Try it - Go through the data below and count every line that has the word "dresser". Return only the count.

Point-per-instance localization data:
^^^^^^^^

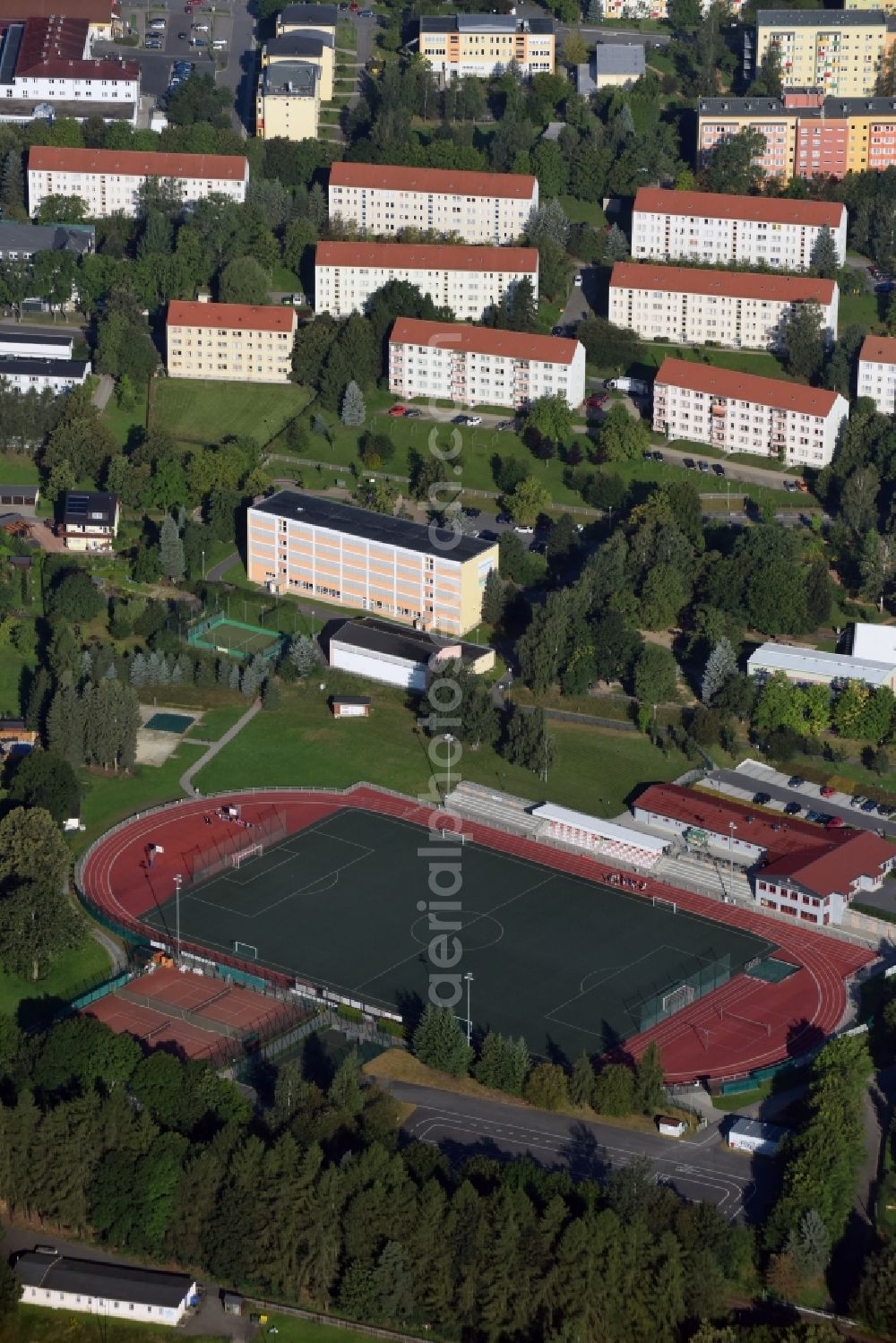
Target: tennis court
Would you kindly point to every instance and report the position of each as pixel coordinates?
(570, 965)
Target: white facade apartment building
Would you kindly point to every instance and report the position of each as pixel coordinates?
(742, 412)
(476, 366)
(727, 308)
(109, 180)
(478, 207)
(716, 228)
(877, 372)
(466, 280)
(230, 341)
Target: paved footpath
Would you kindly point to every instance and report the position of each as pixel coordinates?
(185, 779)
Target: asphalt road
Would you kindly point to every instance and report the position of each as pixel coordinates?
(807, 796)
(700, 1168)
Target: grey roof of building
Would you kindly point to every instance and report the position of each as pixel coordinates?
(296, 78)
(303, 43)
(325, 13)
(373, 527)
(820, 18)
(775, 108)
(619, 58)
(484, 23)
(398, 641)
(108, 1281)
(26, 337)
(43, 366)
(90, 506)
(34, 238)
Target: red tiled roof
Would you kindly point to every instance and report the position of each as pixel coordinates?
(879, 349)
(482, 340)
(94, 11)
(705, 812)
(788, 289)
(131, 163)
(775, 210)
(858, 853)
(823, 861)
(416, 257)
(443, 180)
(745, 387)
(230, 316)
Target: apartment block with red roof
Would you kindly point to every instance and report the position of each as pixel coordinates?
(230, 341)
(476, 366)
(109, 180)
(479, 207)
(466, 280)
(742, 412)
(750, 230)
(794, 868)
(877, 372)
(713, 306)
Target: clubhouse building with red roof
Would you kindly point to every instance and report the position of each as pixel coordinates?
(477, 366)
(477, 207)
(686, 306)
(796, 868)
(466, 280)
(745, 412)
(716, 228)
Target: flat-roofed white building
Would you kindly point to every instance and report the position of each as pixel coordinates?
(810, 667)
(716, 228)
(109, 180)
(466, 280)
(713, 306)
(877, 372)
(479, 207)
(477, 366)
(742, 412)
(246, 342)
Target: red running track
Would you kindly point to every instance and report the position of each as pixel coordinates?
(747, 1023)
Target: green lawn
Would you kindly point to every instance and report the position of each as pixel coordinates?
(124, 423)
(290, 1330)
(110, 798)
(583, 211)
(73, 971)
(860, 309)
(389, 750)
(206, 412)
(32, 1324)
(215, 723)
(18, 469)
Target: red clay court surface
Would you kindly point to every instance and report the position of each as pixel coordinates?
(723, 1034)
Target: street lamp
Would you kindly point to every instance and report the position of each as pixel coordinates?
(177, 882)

^^^^^^^^

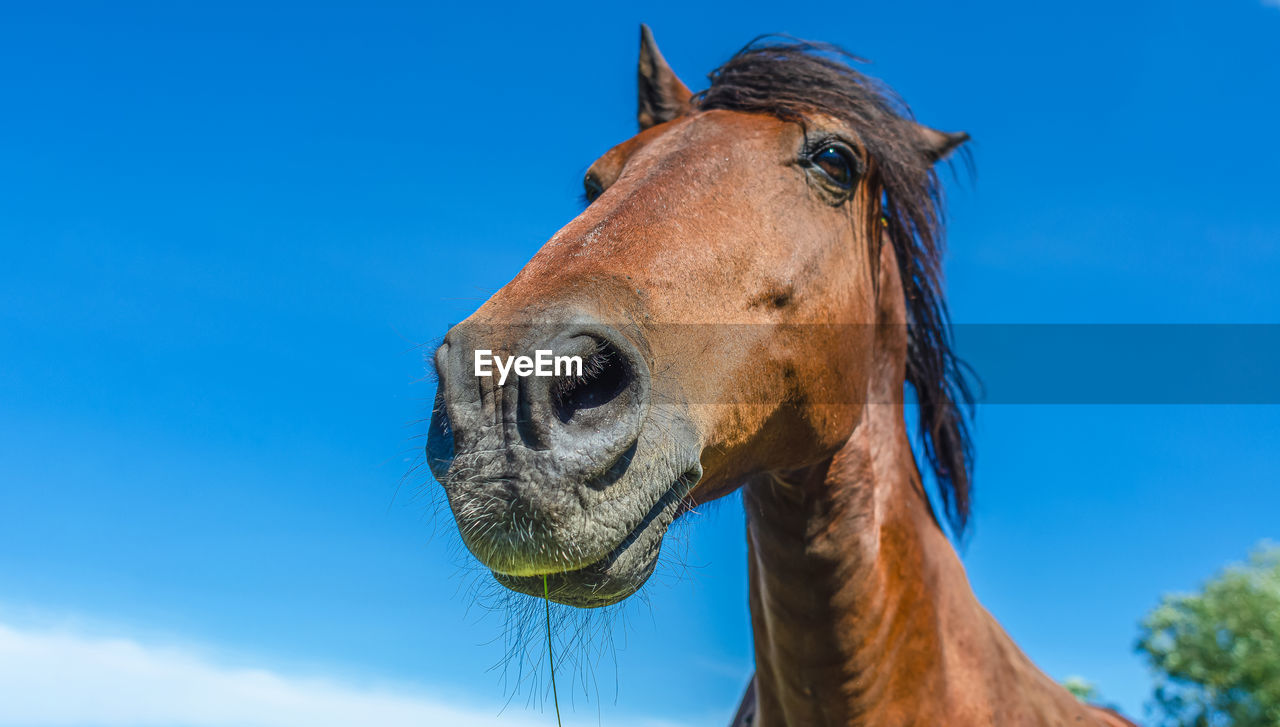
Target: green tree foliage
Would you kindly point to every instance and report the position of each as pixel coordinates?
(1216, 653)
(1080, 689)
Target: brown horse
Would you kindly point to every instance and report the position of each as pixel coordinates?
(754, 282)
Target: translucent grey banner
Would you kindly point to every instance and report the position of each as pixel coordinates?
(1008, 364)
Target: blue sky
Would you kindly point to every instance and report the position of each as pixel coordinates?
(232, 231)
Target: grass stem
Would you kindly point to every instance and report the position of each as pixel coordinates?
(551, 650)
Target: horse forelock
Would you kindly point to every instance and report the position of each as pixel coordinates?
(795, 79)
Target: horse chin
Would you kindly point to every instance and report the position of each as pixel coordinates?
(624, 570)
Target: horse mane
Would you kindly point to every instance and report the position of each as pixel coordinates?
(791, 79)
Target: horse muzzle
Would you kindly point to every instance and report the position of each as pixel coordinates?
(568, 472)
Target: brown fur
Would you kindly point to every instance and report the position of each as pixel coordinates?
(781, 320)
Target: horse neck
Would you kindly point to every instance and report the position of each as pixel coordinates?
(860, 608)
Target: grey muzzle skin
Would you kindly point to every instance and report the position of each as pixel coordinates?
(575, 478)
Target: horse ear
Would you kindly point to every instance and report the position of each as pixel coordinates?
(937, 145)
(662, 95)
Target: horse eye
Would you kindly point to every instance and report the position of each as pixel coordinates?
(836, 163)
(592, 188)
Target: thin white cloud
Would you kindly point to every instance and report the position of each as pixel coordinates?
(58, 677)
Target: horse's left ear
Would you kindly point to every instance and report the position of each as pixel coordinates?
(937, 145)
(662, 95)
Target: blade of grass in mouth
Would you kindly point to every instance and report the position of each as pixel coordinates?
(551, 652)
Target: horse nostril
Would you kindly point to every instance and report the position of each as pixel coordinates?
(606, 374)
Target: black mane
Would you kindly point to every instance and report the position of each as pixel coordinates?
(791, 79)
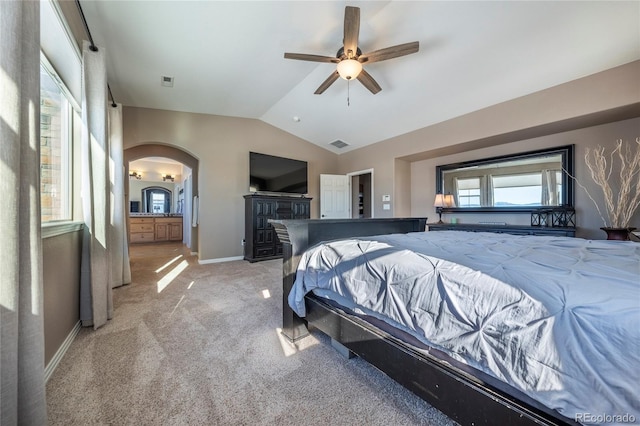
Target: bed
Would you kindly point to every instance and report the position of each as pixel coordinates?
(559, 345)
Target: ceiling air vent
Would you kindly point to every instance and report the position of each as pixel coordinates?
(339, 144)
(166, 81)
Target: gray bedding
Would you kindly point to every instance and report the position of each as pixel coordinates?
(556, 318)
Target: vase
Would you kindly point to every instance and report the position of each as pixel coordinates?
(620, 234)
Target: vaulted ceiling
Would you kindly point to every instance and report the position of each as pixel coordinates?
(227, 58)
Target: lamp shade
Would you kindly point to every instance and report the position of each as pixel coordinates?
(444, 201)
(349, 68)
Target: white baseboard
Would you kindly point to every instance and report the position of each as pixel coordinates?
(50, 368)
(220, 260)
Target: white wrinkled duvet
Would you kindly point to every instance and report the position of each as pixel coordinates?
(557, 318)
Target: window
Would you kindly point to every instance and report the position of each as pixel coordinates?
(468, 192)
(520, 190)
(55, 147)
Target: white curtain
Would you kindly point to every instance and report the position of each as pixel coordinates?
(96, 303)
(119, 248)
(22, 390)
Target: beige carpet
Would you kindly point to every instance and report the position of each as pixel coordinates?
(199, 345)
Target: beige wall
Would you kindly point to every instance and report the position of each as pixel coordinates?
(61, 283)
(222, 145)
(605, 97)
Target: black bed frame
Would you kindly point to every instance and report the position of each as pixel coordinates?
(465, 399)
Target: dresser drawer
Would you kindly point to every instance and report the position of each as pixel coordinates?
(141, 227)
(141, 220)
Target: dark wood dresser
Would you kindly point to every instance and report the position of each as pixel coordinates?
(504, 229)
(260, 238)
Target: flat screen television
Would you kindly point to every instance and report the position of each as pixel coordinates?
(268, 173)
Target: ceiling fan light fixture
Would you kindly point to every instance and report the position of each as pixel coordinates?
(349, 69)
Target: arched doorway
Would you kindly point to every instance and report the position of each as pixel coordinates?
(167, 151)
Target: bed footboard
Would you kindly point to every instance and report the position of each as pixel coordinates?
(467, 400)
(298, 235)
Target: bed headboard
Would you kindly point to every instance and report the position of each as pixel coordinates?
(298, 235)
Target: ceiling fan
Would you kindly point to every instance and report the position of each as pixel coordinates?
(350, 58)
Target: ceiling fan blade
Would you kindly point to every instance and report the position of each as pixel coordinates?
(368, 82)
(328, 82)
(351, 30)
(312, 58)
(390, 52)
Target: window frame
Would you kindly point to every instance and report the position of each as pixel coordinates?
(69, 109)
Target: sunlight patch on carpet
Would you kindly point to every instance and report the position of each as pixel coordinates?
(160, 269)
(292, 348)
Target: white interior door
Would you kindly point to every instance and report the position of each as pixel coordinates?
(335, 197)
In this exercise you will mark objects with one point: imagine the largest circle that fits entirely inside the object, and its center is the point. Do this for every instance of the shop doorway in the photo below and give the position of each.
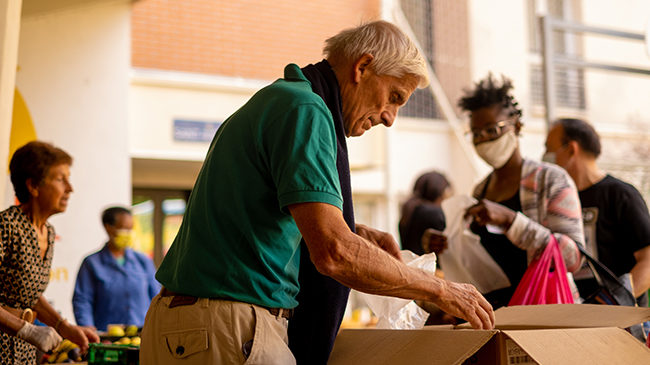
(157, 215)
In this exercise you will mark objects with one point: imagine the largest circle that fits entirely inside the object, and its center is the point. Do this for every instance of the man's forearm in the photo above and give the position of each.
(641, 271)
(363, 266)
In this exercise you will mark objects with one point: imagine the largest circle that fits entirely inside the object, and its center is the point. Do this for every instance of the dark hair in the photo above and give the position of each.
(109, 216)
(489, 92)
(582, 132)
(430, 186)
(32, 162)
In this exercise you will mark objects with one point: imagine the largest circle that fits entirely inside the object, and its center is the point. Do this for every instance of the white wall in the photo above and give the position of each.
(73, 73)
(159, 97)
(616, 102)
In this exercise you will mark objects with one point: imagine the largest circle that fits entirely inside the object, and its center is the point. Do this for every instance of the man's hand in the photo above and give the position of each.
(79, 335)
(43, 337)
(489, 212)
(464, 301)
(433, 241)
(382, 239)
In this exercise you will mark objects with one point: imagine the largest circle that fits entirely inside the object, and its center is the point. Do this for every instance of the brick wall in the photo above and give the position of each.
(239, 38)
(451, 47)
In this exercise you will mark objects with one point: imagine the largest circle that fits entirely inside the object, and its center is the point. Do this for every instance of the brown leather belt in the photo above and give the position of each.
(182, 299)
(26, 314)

^^^^^^^^

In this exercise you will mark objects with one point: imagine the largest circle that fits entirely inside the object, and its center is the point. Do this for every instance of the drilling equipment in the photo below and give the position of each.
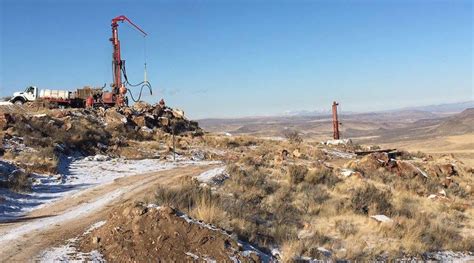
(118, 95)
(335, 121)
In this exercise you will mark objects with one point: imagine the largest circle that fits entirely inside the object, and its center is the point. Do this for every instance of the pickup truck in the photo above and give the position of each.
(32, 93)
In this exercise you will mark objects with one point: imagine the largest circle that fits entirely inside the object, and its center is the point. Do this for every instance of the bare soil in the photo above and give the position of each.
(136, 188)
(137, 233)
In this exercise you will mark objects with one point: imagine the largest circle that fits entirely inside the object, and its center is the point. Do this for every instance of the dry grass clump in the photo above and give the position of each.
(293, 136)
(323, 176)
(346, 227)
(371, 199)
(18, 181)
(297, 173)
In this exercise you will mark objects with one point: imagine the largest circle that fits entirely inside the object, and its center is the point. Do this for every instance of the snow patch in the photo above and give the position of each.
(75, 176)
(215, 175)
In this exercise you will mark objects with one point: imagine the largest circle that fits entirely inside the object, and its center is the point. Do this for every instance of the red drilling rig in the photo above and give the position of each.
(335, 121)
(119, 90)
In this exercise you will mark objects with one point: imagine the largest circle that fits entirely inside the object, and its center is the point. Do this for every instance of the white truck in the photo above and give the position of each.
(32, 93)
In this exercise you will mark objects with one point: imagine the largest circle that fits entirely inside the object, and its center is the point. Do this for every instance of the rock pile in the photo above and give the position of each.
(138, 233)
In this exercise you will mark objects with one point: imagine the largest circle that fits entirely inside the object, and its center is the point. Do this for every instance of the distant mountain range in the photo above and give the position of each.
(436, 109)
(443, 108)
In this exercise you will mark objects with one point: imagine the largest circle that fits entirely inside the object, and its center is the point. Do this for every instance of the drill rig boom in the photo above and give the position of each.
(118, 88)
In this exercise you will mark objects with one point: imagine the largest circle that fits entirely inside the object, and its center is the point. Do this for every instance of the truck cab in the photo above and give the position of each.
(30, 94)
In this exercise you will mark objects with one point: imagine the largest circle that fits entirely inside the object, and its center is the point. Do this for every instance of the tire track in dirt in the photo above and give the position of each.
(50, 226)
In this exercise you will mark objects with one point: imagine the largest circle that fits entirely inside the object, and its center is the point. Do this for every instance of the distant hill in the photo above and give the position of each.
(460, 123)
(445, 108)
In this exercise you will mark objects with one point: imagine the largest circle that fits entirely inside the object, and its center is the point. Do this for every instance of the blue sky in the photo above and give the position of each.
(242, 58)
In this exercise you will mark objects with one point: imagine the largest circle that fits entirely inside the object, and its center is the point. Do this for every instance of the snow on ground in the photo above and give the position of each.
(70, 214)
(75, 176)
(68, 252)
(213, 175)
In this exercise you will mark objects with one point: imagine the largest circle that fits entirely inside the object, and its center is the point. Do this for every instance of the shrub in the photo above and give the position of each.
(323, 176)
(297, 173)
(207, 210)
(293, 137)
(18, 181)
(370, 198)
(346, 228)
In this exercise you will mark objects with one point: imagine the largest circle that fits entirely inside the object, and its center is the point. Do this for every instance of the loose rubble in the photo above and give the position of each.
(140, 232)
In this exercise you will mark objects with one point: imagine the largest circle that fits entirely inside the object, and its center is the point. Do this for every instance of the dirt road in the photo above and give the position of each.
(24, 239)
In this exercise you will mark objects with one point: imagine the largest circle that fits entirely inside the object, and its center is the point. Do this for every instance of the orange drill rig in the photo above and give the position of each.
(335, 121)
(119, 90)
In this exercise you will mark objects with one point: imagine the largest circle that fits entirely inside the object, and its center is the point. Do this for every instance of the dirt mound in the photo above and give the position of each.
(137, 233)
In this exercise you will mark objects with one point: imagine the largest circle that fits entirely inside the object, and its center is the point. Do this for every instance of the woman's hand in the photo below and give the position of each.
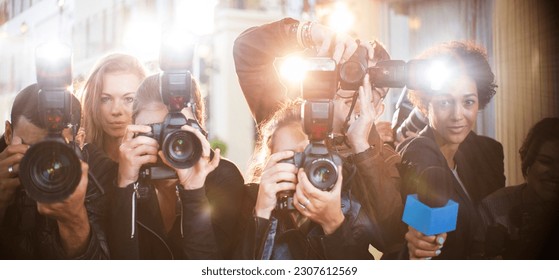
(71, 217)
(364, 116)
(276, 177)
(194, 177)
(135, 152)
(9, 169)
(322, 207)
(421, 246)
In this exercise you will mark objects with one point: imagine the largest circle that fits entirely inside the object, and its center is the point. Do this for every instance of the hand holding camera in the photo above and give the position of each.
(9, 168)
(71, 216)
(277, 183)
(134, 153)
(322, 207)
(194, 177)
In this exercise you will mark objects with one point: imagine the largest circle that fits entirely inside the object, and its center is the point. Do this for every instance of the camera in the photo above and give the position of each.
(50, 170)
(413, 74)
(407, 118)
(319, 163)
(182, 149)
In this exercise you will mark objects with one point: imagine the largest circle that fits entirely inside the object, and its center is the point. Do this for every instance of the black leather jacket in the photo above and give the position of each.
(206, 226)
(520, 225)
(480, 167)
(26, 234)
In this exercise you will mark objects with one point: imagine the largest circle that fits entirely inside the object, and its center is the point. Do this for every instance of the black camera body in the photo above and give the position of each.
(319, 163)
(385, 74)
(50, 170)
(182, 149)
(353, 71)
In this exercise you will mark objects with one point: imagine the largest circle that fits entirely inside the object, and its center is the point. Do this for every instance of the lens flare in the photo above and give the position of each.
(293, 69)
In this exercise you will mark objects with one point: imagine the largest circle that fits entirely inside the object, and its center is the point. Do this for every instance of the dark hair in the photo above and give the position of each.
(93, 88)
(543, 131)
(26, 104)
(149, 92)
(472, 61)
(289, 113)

^^^^^^^^

Written answer - 2